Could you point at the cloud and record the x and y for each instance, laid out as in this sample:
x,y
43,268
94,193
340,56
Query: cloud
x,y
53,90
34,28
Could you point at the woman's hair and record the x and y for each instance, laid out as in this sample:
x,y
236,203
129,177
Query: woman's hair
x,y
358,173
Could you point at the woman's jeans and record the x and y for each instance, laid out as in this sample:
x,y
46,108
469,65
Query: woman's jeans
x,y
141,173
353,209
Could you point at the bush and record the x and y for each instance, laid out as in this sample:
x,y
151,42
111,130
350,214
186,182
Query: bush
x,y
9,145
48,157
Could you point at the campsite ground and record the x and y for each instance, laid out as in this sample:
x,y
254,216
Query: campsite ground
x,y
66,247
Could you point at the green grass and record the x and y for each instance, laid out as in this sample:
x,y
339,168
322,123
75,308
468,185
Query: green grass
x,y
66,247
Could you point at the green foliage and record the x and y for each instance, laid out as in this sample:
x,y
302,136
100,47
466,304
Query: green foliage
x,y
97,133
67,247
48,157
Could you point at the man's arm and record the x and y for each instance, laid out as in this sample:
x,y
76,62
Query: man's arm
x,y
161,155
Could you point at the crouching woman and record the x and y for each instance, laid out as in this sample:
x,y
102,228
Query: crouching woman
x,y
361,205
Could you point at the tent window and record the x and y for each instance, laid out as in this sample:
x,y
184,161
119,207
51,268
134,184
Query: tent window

REQUIRED WORK:
Please copy the line that contains "Could you point at the man's" and each line after it through the end of the records, exactly, and no other lines.

RESPONSE BELOW:
Could you point at the man's arm and record the x and y for each instance, laid out as in this sample:
x,y
76,62
Query: man's arm
x,y
161,155
Could you point at the crouching woman and record the x and y for each instance, laid out as in this sample:
x,y
102,228
Query: crouching woman
x,y
361,205
Could you point at the tent window and record the x and y for each instance, laid out as in this sample:
x,y
184,161
119,207
51,268
134,184
Query: tent window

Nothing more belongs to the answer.